» **Texte à lire**:

-------

De Heathrow à Paris : la prise en compte des objectifs de l’Accord de Paris dans la programmation aéroportuaire

par Nicolas de Sadeleer - 20 avril 2020

Les grands enjeux de la protection de l’environnement ne quittent pas les prétoires.

En voici un nouveau témoignage avec l’arrêt de la Cour d’appel d’Angleterre et du Pays de Galles du 27 février 2020 jugeant illicite le projet de construction d’une troisième piste à l’aéroport de Londres-Heathrow en raison principalement de l’absence de prise en considération de l’Accord de Paris de 2015.

Nicolas de Sadeleer, professeur ordinaire à l’Université Saint-Louis (Chaire Jean Monnet), détaille les lignes de force de cette décision.

1. L’aéroport international le plus fréquenté en Europe, celui d’Heathrow près de Londres, accueille actuellement 70 % des vols long-courriers en Grande-Bretagne avec plus de 80 millions de passagers par an.

La construction d’une troisième piste destinée à accroître les capacités aéroportuaires en vue de conforter son statut de leading aviation « hub » a fait l’objet de moult controverses depuis des années, en raison de l’impact acoustique du vol des avions.

Ces controverses furent récemment exacerbées en raison de la contribution du transport aérien au changement climatique.

2. Le 27 février 2020, la Cour d’appel (chambre civile) d’Angleterre et du Pays de Galles a tranché un différend opposant les riverains de cet aéroport ainsi que différentes O.N.G. au Secrétaire d’État en charge des transports (partie défenderesse) et les sociétés privées exploitant ledit aéroport (parties intervenantes) (EWCA Civ 214).

Était en jeu le programme de développement aéroportuaire (Airport National Policy Statement, ci-après ANPS), qui donne les grandes orientations en la matière. Ce programme national prévoit la construction d’une troisième piste en vue de désengorger l’aéroport international d’Heathrow. Ce programme ne constitue qu’une première étape dans la réalisation d’un tel projet d’extension, lequel requiert par la suite la délivrance de permis de bâtir et de permis d’environnement.

3. L’arrêt du 27 février 2020 a connu un retentissement mondial et a défrayé la chronique judiciaire, car la décision ANPS du Secrétaire d’État aux transports fut jugée illicite au motif que ce dernier n’avait pas motivé son programme à l’aune des obligations découlant de l’Accord de Paris sur le climat conclu au niveau des Nations Unies le 12 décembre 2015.

Nous nous contenterons ci-dessous de mettre en exergue les enseignements les plus intéressants que l’on peut dégager de cet arrêt composé de 287 attendus (autrement dit de 287 paragraphes de motivation).

4. C’est assurément avec beaucoup de précautions que la Cour d’appel insiste sur la séparation des pouvoirs et rappelle qu’elle n’a pas à censurer les choix politiques.

-------

» **Travail à faire**:
Prolongez le texte sur l'arrêt relatif à la troisième piste d'Heathrow à la suite de sa dernière phrase.

» **Informations fournies**:
-------

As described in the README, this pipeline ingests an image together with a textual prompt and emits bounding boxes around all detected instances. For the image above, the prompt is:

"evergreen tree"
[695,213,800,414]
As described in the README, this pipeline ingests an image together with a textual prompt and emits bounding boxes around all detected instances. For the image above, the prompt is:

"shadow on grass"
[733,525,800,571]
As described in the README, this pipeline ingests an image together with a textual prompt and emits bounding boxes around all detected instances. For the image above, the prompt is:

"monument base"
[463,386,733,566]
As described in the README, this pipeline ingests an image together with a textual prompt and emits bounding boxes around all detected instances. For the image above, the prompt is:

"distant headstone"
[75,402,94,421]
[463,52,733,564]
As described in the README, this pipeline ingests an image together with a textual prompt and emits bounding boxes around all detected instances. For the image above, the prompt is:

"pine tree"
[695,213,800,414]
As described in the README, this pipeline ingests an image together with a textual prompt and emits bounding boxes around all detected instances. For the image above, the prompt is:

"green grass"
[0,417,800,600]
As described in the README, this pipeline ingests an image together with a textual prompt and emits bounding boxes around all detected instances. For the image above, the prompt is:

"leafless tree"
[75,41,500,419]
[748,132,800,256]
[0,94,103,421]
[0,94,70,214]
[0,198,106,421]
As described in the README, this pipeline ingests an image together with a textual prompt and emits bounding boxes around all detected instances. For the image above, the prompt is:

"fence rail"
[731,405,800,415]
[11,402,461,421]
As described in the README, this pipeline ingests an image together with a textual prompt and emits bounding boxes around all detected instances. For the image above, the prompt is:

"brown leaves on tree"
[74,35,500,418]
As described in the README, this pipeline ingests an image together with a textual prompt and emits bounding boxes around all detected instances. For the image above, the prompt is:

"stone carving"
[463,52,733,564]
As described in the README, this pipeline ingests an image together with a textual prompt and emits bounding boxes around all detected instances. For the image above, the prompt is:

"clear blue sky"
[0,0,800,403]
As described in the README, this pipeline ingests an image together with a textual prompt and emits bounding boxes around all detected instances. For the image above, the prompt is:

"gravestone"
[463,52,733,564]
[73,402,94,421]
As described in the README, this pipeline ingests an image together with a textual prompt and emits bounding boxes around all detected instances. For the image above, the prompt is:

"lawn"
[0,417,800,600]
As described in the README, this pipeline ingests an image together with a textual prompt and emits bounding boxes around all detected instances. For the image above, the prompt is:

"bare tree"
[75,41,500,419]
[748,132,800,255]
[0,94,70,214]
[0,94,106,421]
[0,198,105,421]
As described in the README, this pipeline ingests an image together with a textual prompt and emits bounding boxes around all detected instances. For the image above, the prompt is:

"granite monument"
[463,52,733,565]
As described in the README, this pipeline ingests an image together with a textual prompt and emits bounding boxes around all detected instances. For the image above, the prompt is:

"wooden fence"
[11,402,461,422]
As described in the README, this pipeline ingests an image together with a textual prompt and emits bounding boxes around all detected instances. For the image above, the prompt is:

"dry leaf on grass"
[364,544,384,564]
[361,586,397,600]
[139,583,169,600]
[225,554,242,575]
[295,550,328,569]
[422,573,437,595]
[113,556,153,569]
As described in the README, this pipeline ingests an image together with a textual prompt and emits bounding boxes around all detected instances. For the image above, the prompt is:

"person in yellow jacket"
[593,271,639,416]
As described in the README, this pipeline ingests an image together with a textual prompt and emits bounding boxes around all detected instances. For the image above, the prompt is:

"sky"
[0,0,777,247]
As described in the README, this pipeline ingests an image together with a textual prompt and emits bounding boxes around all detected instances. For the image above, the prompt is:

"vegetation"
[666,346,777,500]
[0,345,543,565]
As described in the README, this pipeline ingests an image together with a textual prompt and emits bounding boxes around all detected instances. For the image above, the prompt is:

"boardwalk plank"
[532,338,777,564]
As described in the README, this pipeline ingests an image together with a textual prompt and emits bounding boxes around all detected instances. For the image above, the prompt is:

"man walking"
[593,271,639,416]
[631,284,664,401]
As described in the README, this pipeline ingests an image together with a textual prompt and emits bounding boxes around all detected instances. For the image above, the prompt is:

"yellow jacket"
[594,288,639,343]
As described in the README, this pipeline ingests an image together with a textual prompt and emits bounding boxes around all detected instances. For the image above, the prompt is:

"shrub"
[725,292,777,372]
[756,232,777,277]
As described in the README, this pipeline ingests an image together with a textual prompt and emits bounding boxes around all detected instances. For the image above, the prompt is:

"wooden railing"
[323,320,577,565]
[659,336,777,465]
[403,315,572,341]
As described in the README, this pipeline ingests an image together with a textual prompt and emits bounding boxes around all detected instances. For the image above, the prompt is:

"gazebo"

-------

» **Réponse attendue**:
Les moyens (c’est-à-dire les arguments juridiques) des parties requérantes relatifs à la violation de la directive n° 92/43 « habitats »et de la directive 2001/42sur l’évaluation des plans et des programmes – textes bien connus des juristes belges (voy. à cet égard l’arrêt n° 34/2020 du 5 mars 2020 de la Cour constitutionnelle, qui sera prochainement coommenté sur Justice-en-ligne) – sont successivement écartés au motif qu’il s’agissait, selon la Cour d’appel, d’arguments techniques relevant davantage de l’appréciation des pouvoirs publics que du contrôle juridictionnel, les juridictions devant se limiter à censurer des illégalités manifestes (c’est ce que, dans le jargon juridique anglais, on appelle le « Wednesbury irrationality standard of review ») (§ 69). En raison de l’absence d’« interférences sérieuses avec des droits fondamentaux », la Cour d’appel estime qu’en l’espèce elle n’a pas à assouplir son contrôle de légalité (§ 75).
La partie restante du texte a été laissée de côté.